Location identification items

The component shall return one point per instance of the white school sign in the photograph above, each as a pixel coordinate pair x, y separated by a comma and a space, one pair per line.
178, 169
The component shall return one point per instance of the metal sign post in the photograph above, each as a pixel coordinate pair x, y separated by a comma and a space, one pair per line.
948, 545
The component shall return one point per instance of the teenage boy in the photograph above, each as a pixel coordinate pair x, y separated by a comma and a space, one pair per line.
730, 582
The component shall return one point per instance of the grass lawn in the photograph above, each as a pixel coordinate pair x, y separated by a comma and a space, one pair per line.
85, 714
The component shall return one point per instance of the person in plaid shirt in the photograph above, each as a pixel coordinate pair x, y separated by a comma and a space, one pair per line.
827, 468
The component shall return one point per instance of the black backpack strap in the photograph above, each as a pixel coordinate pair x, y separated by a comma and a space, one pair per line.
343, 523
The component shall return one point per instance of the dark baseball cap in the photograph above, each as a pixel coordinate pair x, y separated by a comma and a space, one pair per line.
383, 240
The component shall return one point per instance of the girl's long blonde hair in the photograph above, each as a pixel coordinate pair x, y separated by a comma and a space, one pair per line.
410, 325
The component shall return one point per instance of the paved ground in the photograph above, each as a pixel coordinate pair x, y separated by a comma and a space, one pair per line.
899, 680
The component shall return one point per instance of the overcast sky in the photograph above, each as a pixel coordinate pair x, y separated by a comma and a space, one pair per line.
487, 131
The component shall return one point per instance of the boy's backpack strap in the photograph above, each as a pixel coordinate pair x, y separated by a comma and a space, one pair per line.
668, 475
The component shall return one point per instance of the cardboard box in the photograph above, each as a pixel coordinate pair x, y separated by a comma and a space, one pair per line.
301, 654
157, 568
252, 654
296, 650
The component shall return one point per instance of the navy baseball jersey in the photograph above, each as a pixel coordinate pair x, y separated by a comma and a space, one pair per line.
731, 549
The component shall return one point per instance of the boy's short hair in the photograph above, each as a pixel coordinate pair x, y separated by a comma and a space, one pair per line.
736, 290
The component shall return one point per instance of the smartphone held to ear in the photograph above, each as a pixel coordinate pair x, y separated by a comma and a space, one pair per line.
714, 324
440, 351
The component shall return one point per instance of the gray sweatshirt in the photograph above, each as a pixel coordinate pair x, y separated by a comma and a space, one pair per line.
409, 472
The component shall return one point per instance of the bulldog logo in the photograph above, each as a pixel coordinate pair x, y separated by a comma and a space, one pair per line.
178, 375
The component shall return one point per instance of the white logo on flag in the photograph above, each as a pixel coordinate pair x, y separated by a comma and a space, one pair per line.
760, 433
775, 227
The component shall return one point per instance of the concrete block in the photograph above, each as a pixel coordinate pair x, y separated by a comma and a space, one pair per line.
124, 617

---

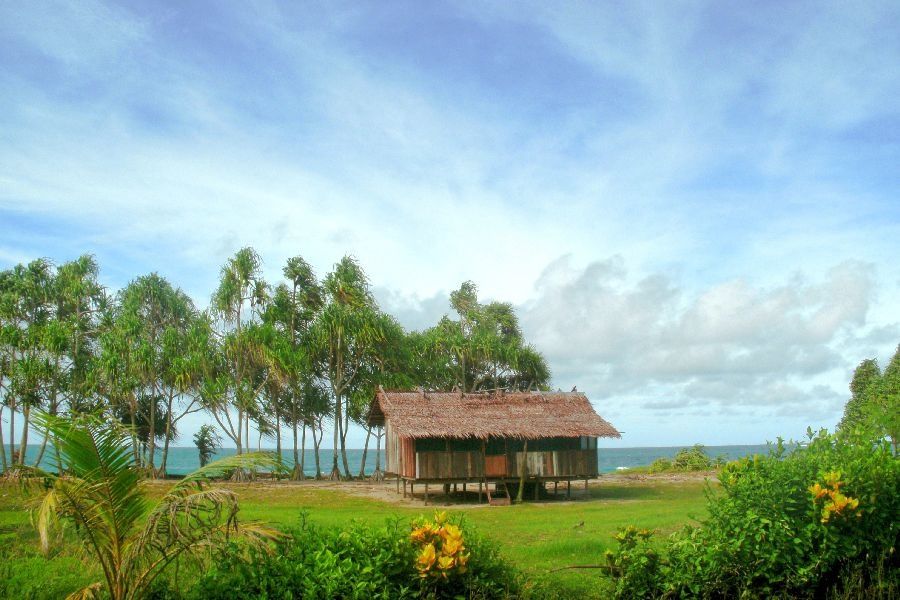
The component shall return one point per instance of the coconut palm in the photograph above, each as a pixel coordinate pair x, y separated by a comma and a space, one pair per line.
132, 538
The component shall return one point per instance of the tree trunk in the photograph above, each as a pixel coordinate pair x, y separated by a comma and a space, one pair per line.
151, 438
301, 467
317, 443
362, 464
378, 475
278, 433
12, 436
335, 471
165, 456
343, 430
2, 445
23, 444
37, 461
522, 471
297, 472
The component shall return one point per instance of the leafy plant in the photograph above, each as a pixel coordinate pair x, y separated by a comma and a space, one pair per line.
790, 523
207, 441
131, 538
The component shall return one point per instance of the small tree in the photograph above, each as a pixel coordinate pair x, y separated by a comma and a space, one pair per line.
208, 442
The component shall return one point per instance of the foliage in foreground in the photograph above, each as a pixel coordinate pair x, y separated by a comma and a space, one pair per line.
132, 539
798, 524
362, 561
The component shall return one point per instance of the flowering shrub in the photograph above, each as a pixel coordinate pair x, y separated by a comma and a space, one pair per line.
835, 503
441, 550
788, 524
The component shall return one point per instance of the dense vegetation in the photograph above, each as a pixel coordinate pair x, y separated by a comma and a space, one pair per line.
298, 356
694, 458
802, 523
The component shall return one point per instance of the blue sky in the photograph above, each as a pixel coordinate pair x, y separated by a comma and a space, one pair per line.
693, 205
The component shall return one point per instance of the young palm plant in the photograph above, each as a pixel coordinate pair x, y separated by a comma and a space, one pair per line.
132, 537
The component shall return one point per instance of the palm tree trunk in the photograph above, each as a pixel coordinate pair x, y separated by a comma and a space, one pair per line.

▶ GIVEN EXERCISE: Reproduce verbatim the lines of the records from the line containing "The component shall return one point per instance of the coconut" up to and including the line containing "The component shall return one point per instance of the palm".

▶ RESPONSE:
The component shall return one point per instance of the coconut palm in the photograph above, each as a pixel coordinate pair x, y separated by a comma and a space, one pair per line.
132, 538
The component shall return one point per instance of the tree trunk in the photograph above, each as a pixel coordinate pair x, y separated by a comma and a space, one pair per line.
151, 438
301, 467
317, 443
362, 464
378, 475
278, 433
12, 436
335, 471
165, 456
343, 430
2, 445
23, 444
37, 461
522, 471
297, 472
The component shall return one point per instance of the leafy plant in the photograph above, each as a pixel coordinate pair x, y separated by a comma and a space, one pair per line.
790, 523
207, 441
131, 538
The component shall return one point per instance of the small tree in the photograph above, each as a pixel coordinate pair x, y separated by a comma and a space, one pair per line.
208, 442
The component shall return one point per instance of the foliage in foreground in the photograph above, each as a pixel coordinate pair x, y separated by a comma and a space, one pair per line.
132, 539
798, 524
362, 561
The component shall return one point per instance of the flowering shrub in the photograph above, each as a pixel coordinate pair x, y separated by a comma and a space, one pair per line.
835, 503
441, 550
788, 524
The component shall return one point per instance of the dense vegetation in the photograph above, each as a pixel coordinate pair x, y separated by a comma and a space, one pair per line.
298, 356
694, 458
802, 523
The component shall return one point per instance of the blue sky in the photograph above, each as a pixel coordinate pair x, y separated by a comma and a space, one pair per line.
693, 205
The component shall return one point per instance of the young palm plant in the photograph above, each as a pixel coordinate pair x, y separated by a comma and a space, one pair per line.
132, 537
The component shall return one point per instance of the palm tree trunk in the photograph above, each as a pixel coordinate pair x, y separated by a comma and a space, one pair per line.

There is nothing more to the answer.